_Extract to read_:
Should we get rid of Miranda process?

Discussion in 'Politics & Religion' started by TorontoTrader2, Oct 5, 2007.

  1. For those who do not know :

    http://en.wikipedia.org/wiki/Miranda_warning

    (It's what happens as you are arrested).

    The Bush administration has successfully argued that the Geneva Convention, which our forefathers fought for, no longer applies.

    Things are different now! You can't expect the troops to fight the War on Terror with one hand tied behind their backs, as the Left and Our Enemies would so desire.

    But what about the police?

    If they arrest a scumbag, he gets a free $100/hour lawyer, takes up a $200/hour judge's time, the court reporter's time, jail security and transport and food and medical care, and so on. You could say that up to $500/hr is spent on some scumbags, who will only milk the system.

    How about you remove all of that socialist waste process, and let the police handle the interrogations and process. The police are in the best position to do this.

    The police, once they have obtained a confession, will hand the criminal over to the court for swift sentencing.

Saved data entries
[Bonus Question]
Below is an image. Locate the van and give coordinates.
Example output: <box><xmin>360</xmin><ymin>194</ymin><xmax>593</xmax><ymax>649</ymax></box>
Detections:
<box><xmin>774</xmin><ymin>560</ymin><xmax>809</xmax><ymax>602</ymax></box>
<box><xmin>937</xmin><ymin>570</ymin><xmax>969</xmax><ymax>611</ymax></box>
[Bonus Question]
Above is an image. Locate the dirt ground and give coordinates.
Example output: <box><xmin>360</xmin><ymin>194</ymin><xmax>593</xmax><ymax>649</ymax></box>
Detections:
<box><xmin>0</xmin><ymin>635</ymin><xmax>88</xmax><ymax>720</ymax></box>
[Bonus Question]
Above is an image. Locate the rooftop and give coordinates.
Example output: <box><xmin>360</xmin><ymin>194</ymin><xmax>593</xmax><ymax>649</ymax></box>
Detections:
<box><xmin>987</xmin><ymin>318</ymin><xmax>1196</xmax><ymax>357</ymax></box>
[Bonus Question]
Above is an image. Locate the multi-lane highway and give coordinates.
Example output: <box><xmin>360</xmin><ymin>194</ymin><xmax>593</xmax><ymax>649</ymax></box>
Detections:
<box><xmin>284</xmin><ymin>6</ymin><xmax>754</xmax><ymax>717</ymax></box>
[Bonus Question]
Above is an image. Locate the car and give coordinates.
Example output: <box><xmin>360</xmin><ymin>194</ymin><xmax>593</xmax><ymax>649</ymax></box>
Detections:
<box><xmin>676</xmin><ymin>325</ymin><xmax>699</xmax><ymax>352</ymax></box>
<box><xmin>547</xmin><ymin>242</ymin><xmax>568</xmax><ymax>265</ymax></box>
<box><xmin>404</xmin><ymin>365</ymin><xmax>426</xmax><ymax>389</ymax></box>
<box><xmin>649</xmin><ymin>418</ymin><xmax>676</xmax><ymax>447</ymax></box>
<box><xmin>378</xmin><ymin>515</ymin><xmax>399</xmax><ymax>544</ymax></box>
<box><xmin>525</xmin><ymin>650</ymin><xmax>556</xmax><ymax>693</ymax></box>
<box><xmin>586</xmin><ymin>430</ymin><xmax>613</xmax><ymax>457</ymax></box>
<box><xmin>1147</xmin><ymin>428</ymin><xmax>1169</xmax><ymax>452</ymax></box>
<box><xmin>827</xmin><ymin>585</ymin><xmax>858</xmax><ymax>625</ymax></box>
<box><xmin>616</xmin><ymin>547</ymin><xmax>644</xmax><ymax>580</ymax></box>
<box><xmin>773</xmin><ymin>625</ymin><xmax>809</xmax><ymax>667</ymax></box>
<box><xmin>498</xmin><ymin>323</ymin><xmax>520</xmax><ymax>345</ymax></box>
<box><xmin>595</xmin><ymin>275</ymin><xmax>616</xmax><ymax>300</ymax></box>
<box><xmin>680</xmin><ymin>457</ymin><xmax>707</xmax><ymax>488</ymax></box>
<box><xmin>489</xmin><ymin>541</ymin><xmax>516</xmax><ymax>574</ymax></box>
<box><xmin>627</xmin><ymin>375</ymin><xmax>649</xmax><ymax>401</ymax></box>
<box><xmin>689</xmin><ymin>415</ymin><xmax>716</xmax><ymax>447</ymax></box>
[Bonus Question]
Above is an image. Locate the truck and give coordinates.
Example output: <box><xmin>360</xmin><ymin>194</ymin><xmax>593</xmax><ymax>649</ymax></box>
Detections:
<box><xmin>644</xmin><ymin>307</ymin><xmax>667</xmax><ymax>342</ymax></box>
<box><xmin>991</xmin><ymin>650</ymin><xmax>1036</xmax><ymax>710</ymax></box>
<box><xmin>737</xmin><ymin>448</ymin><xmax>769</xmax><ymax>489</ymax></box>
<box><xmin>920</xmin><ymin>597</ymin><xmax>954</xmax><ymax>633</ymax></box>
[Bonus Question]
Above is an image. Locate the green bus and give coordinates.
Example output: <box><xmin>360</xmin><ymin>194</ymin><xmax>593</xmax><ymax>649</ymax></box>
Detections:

_What to do_:
1. Do these statements agree with the forum post on the Miranda process? Answer yes or no for each, quoting the words from the post that decide it.
(a) The post says the Bush administration argued that the Geneva Convention no longer applies.
(b) The post puts a judge's time at $100 per hour.
(c) The post says the police, after getting a confession, would hand the criminal over to the court.
2. Write what comes next in the forum post on the Miranda process, picking up after its final sentence.

_Written answers_:
1.
(a) Yes: "The Bush administration has successfully argued that the Geneva Convention, which our forefathers fought for, no longer applies."
(b) No: "takes up a $200/hour judge's time"
(c) Yes: "The police, once they have obtained a confession, will hand the criminal over to the court for swift sentencing."

2.
    We must get tough on crime! Sure, you will hear the usual shrill whining from the Left and the ACLU. But the next time a cop is shot becuase he was too worried about 'rights', you will have his blood on your hands! Support our police, give them the tools they need.

    So how about it, bush supporters, do you support this idea?
     
  2. Our Forefathers "fought " for the Geneva Conventions? Where do you get this stuff? They were treaties enterd into after WW II, not part of our Constitution or something Moses brought down from the mountaintop.

    Should terrorists who have information regarding terrorist attacks, hostages, etc be treated as domestic criminal detainees or should we be able under carefully controlled circumstances to subject them to coercive interrogations? I would say the vast majority of american citizens would say the latter. I know they would if they or their own family members would be saved by screwing information out of a terrorist. Let's not forget, these are people who cut the heads off innocent hostages for the amusement of you and your wannabe jihadists on al jazeera.

    As for Miranda, it is not supported by language in the Constitution and was another of the inventions of the Warren Court. No telling how many people have been killed ro subjected to violent crimes by criminals who weasled out of conviction because of it. Not a big concern for rich liberal lawyers, judges and politicians living in secure gated communities with private security but a big concern for the rest of us.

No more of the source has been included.